## WORK ITEM
Pictures excluded, retype the lines from the one containing "Sample: [(155, 362)]" through the last line of the data below, both included.
▼
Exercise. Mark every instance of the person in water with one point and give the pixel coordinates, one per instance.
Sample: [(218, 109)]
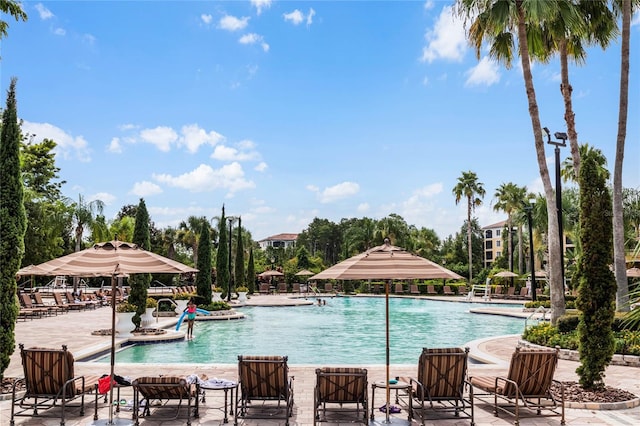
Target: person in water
[(191, 317)]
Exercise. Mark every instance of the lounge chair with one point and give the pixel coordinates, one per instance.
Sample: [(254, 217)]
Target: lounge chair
[(266, 379), (337, 387), (264, 289), (169, 388), (440, 384), (59, 302), (527, 385), (50, 382)]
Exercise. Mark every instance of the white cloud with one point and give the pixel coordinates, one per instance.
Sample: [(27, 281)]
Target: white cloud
[(43, 12), (260, 5), (253, 38), (68, 146), (338, 192), (485, 73), (162, 137), (296, 17), (310, 16), (193, 137), (145, 189), (206, 18), (231, 23), (114, 146), (447, 39), (105, 197), (205, 178)]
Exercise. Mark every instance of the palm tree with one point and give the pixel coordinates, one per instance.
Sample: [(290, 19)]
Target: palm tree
[(473, 191), (496, 20)]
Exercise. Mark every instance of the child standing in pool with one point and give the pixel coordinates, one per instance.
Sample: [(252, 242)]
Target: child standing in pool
[(191, 317)]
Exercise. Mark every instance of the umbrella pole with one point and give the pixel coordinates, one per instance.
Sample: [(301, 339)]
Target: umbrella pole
[(387, 408)]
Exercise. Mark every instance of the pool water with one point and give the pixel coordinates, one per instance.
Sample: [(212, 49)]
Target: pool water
[(347, 330)]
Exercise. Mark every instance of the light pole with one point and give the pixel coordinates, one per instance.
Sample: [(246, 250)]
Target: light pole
[(230, 219), (562, 136), (532, 259)]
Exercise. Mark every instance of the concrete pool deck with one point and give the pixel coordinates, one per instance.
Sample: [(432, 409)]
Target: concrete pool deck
[(74, 329)]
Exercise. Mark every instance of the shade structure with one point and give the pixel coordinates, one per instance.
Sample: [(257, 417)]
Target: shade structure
[(506, 274), (271, 273), (633, 273), (110, 259), (386, 262)]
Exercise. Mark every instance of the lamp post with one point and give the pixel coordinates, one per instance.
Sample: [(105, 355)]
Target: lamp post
[(563, 137), (532, 259), (230, 219)]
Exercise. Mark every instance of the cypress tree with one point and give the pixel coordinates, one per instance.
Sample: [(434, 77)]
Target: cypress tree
[(13, 224), (222, 258), (597, 285), (239, 266), (140, 282), (203, 279), (251, 272)]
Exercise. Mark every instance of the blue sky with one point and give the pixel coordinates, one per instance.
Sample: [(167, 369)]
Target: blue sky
[(285, 111)]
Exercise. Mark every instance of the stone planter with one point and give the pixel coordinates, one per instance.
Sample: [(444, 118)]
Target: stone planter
[(124, 325), (182, 305), (147, 318)]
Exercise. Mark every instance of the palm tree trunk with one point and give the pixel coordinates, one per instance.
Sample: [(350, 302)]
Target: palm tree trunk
[(555, 278), (470, 249), (622, 294)]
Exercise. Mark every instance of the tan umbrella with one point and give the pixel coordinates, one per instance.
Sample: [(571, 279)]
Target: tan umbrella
[(633, 273), (506, 274), (386, 262), (110, 259)]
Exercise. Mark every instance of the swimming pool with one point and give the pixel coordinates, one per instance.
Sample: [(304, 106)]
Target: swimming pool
[(347, 330)]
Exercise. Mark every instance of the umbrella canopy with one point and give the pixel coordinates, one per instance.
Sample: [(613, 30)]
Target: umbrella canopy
[(110, 259), (633, 273), (386, 262), (506, 274)]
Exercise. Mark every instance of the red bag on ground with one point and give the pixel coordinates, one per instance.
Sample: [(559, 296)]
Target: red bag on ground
[(104, 384)]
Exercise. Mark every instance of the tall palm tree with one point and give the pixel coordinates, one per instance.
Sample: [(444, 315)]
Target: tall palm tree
[(496, 21), (473, 191)]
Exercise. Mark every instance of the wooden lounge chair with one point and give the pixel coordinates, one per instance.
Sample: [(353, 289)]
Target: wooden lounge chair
[(266, 379), (337, 387), (526, 386), (169, 388), (440, 384), (50, 382), (446, 290)]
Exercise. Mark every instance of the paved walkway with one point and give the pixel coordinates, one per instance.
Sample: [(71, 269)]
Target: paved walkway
[(74, 329)]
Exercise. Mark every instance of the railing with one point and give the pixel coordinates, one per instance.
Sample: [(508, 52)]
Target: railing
[(537, 311)]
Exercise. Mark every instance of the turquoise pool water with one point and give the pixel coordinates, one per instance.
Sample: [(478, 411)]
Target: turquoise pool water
[(347, 330)]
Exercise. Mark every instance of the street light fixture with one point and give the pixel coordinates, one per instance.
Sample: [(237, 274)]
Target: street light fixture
[(563, 137), (528, 208)]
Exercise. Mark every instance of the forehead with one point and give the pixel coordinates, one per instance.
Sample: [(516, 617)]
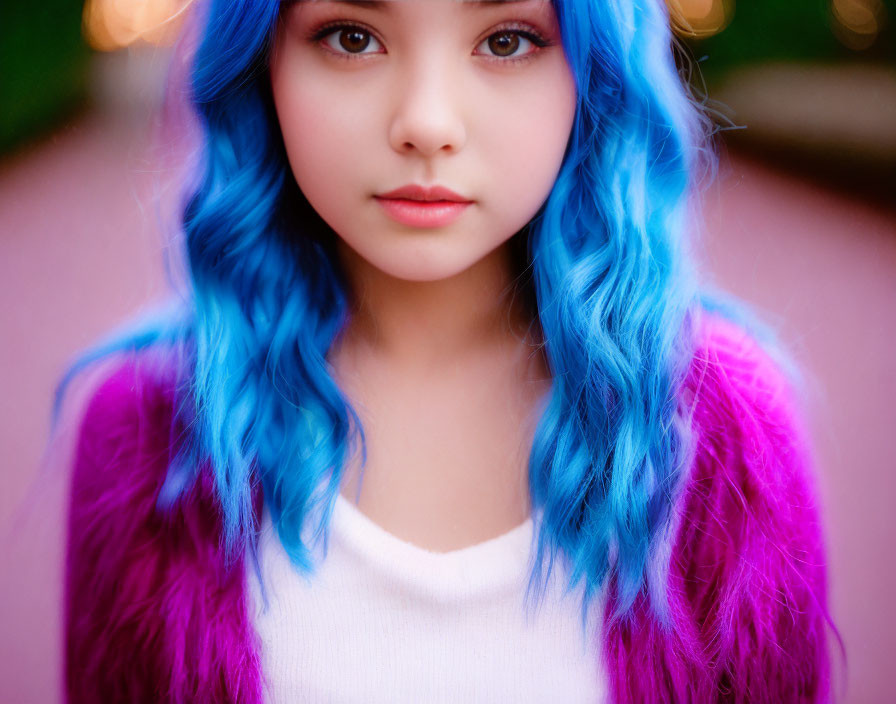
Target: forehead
[(385, 4)]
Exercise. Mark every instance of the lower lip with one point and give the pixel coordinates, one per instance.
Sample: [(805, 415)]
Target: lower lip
[(418, 213)]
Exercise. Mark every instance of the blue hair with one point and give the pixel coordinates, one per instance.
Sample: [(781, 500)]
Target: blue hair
[(606, 266)]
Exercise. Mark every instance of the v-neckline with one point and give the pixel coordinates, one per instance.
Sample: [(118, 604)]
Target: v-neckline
[(497, 563)]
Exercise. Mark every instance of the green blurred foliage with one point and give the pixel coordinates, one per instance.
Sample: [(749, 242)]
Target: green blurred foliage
[(788, 30), (44, 67)]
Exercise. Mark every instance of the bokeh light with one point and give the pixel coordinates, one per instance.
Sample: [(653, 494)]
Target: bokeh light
[(857, 23), (700, 18), (113, 24)]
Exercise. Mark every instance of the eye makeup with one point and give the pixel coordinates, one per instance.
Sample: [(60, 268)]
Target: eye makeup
[(519, 33)]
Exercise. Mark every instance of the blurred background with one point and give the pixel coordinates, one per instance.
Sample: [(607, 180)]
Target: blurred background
[(801, 222)]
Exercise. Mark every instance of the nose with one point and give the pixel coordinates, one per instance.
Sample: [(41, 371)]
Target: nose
[(427, 118)]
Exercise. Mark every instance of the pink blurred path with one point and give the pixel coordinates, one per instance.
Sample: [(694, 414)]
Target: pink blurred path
[(79, 252)]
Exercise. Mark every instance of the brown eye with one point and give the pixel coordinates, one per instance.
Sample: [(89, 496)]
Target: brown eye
[(348, 39), (504, 43), (354, 40), (511, 44)]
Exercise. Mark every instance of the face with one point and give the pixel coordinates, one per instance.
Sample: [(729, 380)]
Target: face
[(424, 132)]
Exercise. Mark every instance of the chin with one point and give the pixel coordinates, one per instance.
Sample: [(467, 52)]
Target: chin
[(418, 267)]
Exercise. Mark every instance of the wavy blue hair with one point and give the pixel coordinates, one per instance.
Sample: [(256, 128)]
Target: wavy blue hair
[(604, 264)]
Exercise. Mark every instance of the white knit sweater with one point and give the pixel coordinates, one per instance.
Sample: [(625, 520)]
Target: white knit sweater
[(387, 621)]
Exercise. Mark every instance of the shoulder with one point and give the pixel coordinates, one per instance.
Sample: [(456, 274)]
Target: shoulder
[(127, 430), (137, 576)]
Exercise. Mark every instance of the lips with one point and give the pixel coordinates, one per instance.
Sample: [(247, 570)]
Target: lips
[(422, 206), (425, 193)]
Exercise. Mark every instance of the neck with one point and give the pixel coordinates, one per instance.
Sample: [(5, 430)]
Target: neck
[(421, 324)]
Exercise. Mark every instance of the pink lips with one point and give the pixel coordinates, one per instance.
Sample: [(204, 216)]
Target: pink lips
[(419, 206)]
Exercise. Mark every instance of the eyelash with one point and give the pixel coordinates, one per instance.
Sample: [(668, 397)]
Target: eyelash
[(524, 31)]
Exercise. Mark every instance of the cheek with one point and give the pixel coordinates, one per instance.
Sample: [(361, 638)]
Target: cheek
[(526, 149), (321, 143)]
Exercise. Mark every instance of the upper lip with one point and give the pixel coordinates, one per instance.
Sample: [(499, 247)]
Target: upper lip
[(425, 193)]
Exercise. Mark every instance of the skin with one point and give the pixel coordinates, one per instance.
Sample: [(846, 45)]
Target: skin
[(436, 358)]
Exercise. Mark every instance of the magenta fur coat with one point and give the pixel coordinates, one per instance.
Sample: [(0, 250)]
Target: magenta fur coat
[(152, 615)]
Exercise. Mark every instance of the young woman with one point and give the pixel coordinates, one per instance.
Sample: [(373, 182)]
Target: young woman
[(442, 247)]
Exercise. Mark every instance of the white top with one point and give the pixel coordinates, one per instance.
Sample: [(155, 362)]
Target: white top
[(384, 620)]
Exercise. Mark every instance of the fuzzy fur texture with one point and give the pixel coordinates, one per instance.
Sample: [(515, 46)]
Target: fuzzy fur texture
[(153, 614)]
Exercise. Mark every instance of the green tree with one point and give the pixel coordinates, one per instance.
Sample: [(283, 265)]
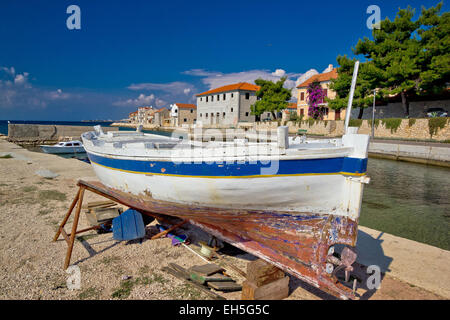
▲
## ANSWER SECTION
Sample: [(155, 362)]
Target: white top
[(384, 620)]
Exercise. Mark every instance of the fuzzy fur texture with one point and give the pixel coordinates, one per instance.
Sample: [(515, 46)]
Target: fuzzy fur texture
[(153, 614)]
Exercise. Mark every instance of the green tree with one point and give the pixel coordinates, one per instance.
Sample: [(283, 265)]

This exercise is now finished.